** Input data follows **

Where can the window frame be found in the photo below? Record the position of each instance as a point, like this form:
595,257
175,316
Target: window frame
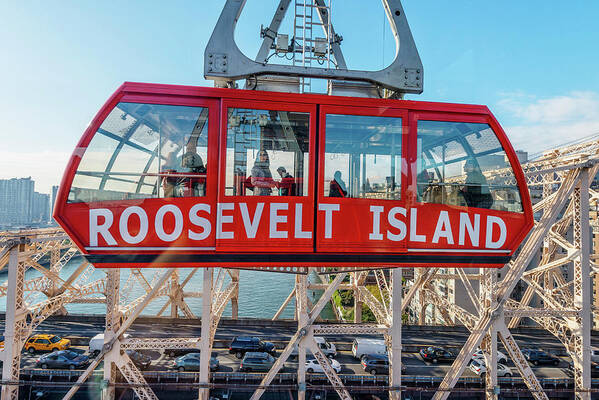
484,117
416,116
364,111
268,245
227,103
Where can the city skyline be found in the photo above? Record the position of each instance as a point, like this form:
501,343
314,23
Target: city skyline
504,55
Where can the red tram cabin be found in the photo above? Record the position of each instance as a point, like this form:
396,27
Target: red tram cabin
191,176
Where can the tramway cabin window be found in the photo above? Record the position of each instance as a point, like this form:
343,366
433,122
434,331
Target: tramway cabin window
363,157
464,164
267,153
145,151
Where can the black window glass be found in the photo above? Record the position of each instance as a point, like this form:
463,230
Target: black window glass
363,157
464,164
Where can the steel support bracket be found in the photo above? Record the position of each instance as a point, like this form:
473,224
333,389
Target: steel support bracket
224,62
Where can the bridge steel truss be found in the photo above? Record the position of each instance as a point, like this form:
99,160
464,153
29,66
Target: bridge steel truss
560,238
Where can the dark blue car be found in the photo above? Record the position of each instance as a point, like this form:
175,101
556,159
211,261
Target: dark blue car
63,359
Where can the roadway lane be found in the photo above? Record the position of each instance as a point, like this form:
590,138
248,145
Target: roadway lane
182,328
349,365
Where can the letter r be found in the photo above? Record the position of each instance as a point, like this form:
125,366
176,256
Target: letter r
95,228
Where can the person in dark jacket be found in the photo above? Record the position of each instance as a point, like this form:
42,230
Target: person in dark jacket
337,187
476,191
261,176
287,183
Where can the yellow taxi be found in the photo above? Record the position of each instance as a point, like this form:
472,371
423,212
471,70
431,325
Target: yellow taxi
45,342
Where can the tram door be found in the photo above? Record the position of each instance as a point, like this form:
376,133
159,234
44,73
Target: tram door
362,179
266,193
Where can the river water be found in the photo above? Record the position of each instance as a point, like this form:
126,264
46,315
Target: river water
260,293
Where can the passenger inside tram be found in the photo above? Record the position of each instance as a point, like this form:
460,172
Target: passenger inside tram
287,184
262,181
464,164
476,190
257,139
337,187
363,157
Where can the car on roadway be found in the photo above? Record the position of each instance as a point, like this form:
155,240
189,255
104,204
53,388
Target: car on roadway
479,368
63,359
536,357
327,348
478,354
257,361
140,360
180,352
313,366
594,369
243,344
363,346
45,342
436,354
375,364
191,362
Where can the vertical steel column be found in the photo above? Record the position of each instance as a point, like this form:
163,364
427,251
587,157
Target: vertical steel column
581,324
301,303
112,325
14,324
235,297
357,298
206,346
488,302
175,294
395,356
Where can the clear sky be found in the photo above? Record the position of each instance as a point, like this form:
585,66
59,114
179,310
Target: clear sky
534,63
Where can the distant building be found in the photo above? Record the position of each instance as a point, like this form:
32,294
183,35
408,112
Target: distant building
54,193
16,201
522,156
40,212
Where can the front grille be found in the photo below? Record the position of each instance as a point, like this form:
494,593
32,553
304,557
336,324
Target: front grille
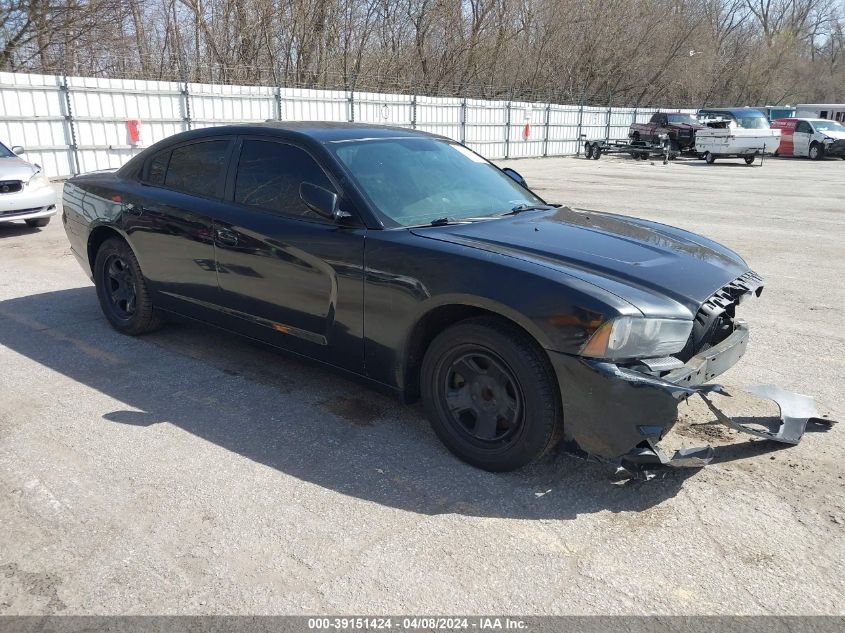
6,214
10,186
714,319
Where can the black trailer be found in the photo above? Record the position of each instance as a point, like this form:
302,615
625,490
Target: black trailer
636,149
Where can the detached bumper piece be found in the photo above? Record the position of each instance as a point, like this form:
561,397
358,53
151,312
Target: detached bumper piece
796,411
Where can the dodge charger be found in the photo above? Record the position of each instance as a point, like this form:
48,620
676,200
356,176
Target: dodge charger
409,261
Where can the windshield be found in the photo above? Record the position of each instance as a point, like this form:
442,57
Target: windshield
828,126
414,181
687,119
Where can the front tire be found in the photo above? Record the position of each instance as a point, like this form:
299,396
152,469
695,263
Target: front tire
122,289
491,395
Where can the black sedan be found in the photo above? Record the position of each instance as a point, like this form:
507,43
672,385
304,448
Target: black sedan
407,260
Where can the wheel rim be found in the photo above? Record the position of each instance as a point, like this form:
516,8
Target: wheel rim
482,399
119,284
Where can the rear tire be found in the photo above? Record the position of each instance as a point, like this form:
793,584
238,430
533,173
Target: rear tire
122,289
491,395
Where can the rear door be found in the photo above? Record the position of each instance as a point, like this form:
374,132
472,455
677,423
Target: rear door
168,218
801,138
287,275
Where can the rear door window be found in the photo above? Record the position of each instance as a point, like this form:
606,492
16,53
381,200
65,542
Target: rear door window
198,168
270,173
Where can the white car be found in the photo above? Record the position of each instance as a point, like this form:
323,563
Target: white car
25,192
813,138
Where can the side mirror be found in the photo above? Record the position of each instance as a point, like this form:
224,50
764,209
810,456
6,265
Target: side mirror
515,176
320,200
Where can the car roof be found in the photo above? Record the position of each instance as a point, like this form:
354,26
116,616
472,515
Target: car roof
320,131
305,132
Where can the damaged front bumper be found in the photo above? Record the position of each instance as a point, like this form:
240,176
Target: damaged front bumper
619,414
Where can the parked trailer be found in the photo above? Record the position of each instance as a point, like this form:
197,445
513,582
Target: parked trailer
735,133
715,143
636,149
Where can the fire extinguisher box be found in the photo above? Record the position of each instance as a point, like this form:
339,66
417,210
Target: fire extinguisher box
133,127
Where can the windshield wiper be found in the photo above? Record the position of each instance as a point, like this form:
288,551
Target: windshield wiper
528,207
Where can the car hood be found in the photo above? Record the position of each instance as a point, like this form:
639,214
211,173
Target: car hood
15,169
595,246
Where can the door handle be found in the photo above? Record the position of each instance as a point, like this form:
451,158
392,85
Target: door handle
227,237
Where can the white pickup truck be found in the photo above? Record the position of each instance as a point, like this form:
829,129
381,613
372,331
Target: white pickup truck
734,133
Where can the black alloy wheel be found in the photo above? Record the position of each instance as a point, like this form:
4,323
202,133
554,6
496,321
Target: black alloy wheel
483,400
122,289
491,394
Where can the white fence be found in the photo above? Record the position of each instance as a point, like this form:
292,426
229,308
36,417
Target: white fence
71,125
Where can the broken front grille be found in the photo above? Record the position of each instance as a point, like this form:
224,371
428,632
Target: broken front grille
714,319
10,186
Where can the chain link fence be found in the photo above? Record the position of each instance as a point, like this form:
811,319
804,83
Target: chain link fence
71,125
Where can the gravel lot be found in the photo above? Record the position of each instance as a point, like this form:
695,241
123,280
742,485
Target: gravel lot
190,472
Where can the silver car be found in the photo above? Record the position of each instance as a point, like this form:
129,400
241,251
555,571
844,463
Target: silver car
25,192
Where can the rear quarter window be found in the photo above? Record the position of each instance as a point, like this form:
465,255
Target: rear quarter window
157,167
197,168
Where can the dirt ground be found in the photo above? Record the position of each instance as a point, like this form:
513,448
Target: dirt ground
190,472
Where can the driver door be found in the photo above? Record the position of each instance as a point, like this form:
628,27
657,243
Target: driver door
801,138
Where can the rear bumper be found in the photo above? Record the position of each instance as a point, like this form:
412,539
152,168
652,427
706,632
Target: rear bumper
610,410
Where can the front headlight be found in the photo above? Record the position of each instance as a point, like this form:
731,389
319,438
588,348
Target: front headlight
38,179
638,337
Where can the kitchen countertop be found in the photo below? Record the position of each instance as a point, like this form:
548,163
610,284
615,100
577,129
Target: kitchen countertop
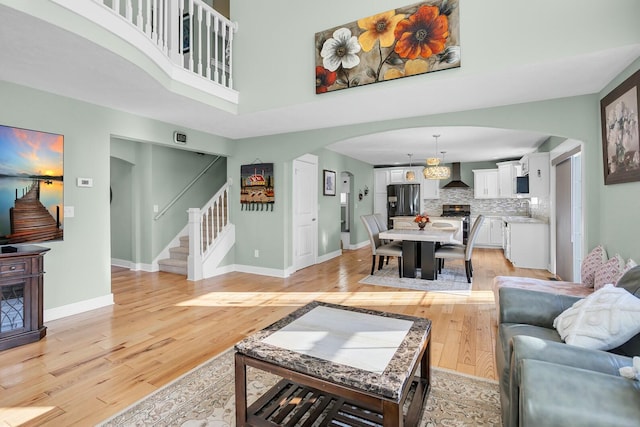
522,220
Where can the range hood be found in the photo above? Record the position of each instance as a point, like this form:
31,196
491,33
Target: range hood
456,182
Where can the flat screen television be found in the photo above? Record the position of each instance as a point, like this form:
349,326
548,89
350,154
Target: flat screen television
31,186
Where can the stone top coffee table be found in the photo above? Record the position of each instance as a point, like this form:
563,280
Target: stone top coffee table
339,364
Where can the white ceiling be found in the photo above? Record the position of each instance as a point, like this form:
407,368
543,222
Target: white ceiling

** End of Input data **

=== Work order ===
Every record is to be repeated exactly, and no picture is carried over.

=== Your solution ===
Where can the window frame be found in the photo below? Record the position of each instance as a point, like this form:
595,257
175,316
Target: window frame
484,117
416,116
364,111
268,245
227,103
Where can the city skyline be found in the photo above? Record the position of each instance as a point, like this form:
501,343
314,23
Target: city skyline
504,55
Where can the red tram cabin be found in the photo above? Record the position of each instance as a point, like this form:
396,27
Target: red tram cabin
191,176
Where can the tramway cabin window be found in the photo above? Record the position of each instance as a point, like this form:
343,366
433,122
434,331
Target: tramway cabin window
363,157
464,164
267,153
145,151
Where can the black window glass be found in the photo above? Record the position of each instance as a point, like this form:
463,230
Target: black window glass
363,157
464,164
Where can the steel support bracket be found in the photo above? Record the position of each instance as a point, like this form:
473,224
333,389
Target: steel support bracket
224,62
Where can the bridge steel truss be found in the photo above? Record the position of each instance as a point, like this form:
99,160
464,153
29,66
Target: bridge steel truss
560,238
Where can the dark blue car be found in the photo above? Record the position of each instance as a point, like this form:
175,101
556,159
211,261
Target: dark blue car
63,359
Where can the roadway lane be found in the photo above? Record the position of each instance as a point, like this form:
590,138
248,145
Target: roadway lane
182,328
349,365
Where can the letter r be found in the photo above? Record the position of each instance as a point, like this form:
125,366
176,256
Target: letter r
95,228
Where can the person in dark jacket be found in the photo above? Record the position of each instance as a point, like this form:
42,230
Target: person in dark jacket
337,187
476,191
261,176
287,183
Where can the yellow taxi be found in the photo above? Record the position of each instance as a point, like this form:
472,371
423,212
471,70
431,325
Target: yellow taxi
45,342
Where can the tram door be found in the photo above? Record the position of each instance as a point, like this form:
376,133
159,234
44,73
Target: tram door
362,179
266,193
Where can the river water be found in the photo above? Record the position of each instance as a point, like this form:
126,264
46,315
Target: river water
260,293
Where can the passenger inside tram be found in the photo above? Record the position of each instance as a point, like this form:
460,172
Target: passenger inside tram
287,184
262,181
464,164
476,190
257,139
337,187
363,157
Where can the car on roadway be found in the photo above? Record the position of each instance as a point, like this form:
155,240
189,255
104,204
53,388
Target: car on roadway
479,368
63,359
536,357
327,348
478,354
257,361
140,360
180,352
313,366
594,369
243,344
363,346
45,342
436,354
375,364
191,362
Where can the vertical steel column be found in the photo above? Record the position of each instance as a point, like this form:
163,364
427,251
587,157
Target: vertical steel column
581,324
301,303
112,325
14,324
235,297
357,298
206,346
488,302
175,294
395,356
Where can the clear sky be found in the photo above? Record the position of each instance as a point, like this form:
585,66
59,114
179,310
Target: clear sky
534,63
Where can the distant building be found in the photo above? Record the position of each instance as a point, like this form:
32,294
183,35
408,112
Target: distant building
54,193
16,201
522,156
40,212
Where can the front grille be found in the photo below? Record the position of each instance as a point, like this form:
494,593
32,553
304,557
336,324
Target: front grille
6,214
10,186
714,319
Where can the black trailer be found in the photo above? Record the position of each instance as a point, like this form:
302,615
625,490
Target: black trailer
636,149
Where can the detached bumper piece be found in the photo above? Record the position of each instance as a point, like this form:
561,397
358,53
151,312
Target: detached bumper piece
796,411
Where can the dodge charger be found in the photo above? Record the position of each instance as a point, like this form:
48,620
676,200
356,176
Target: dodge charger
409,261
Where can the windshield be found in the photo above? Record the position of each instance as a point, like this form:
442,57
Target: windshield
828,126
414,181
687,119
Where can the front tire be found in the photo above? Record the position of each instance as a point, like this form:
299,396
152,469
695,263
Target: front tire
122,289
491,395
Where can the black sedan be found in the photo above? Record the position of each instance as a point, like this form:
507,43
672,385
304,448
Target: black sedan
407,260
Where can the wheel rim be found in the photo above? Record the position of each instance as a point, like this form:
516,8
Target: wheel rim
482,399
119,284
Where can the rear tire be found in the photo above? Record the position of each instance as a point, like this form:
793,584
238,430
533,173
Target: rear tire
122,289
491,395
Where can the rear door be found in the photo above? Record the position of each instance as a point, like this form:
374,132
472,455
677,423
Target: rear door
168,218
801,138
287,275
Where can the rear door window be found in the photo above? Record the position of each instance as a point, like this form:
606,492
16,53
381,200
65,542
Target: rear door window
198,168
270,173
Where can the white car be found in the photo above? Record the position of each instance as a point, like this form:
323,563
Target: white car
25,192
813,138
Where can the side mirror be found in the photo above? Record the position of each instance as a point, like this form:
224,50
764,209
810,456
6,265
Target: side mirror
515,176
320,200
Where can the car roof be found in the photo above? Record the position of each instance as a point, like this form:
354,26
116,616
472,515
Target: car roof
320,131
305,132
Where can the damaged front bumper be found in the photo above? Record the position of each instance as a point, like this form:
240,176
Target: damaged front bumper
619,414
Where can the parked trailer be found in the photo above? Record the position of each instance as a point, like this form:
197,445
513,582
Target: parked trailer
735,133
715,143
636,149
Where can the fire extinguisher box be found in the photo above? Record the position of each instance as a point, like this form:
339,66
417,210
Target: fire extinguisher box
133,127
Where can the windshield wiper be found in the photo above? Record the position of each instance as a point, like this form:
288,551
Target: windshield wiper
528,207
Where can the car hood be found in the photo above? Record the position of each instance as a point, like this form:
639,214
211,173
Target: car hood
15,169
595,246
Where can the door handle be found in the photo above? Record the position of each instance as a point, like this form:
451,158
392,85
Target: door handle
227,237
Where can the white pickup truck be found in the photo above? Record the position of each instance as a point, like this form:
829,129
381,613
372,331
Target: white pickup truck
734,133
Where can the black alloy wheel be found in the photo above? Record the position of each instance as a point, like this form:
4,323
202,133
554,6
496,321
Target: black alloy wheel
483,400
122,289
491,394
Where can the white fence be found in the photo above? Record the position of each instance as a point, like this form:
292,426
229,308
36,417
Target: white fence
71,125
Where can the broken front grille be found in the photo above? Record the position of each instance as a point, like this form:
224,371
428,632
Target: broken front grille
714,319
10,186
Where can the chain link fence be found in the photo above? Record the position of each instance as a point, like this form:
811,319
804,83
Target: chain link fence
71,125
Where can the gravel lot be found in the photo above? Record the position of each instance as a point, like this form:
695,241
123,280
742,485
Target: gravel lot
190,472
Where can the silver car be found in the photo above? Record the position of each instance as a point, like this form:
129,400
241,251
555,571
844,463
Target: silver car
25,192
Where can the rear quarter window be found in the photo above? Record the position of each instance as a point, like this form:
465,255
Target: rear quarter window
157,167
197,168
Where can the dirt ground be found in the photo above? Record the position of each instance as a point, like this form:
513,448
Target: dirt ground
190,472
Where can the driver door be found in the photo above? Record the position of each instance as a point, like this form:
628,27
657,243
Target: driver door
801,138
Where can the rear bumper be found in the photo above? Record the position of each instance as a point, like this form:
412,539
152,168
652,427
706,632
Target: rear bumper
610,410
Where can the front headlight be found in the photo above? Record the position of each instance as a point, like this form:
731,389
319,438
588,348
Target: front headlight
38,179
638,337
Where can the kitchen countertop be found in the photo below? Record the position of each instance as a point, like this form:
548,163
610,284
615,100
577,129
Target: kitchen countertop
522,220
Where can the range hood be found in the photo above? Record the position of each instance as a point, like this form:
31,196
491,33
Target: range hood
456,182
Where can the flat screen television be found in the photo above? Record the position of each instance as a point, like this form:
349,326
548,89
350,154
Target: flat screen television
31,186
Where can the stone top coffee table be found in the photo above? Record the position of each instance as a point, like this form:
563,280
Target: stone top coffee table
339,364
Where can the white ceiling be found in the photo above? Record the position of each instance as a point, like this form:
407,368
543,222
Target: white ceiling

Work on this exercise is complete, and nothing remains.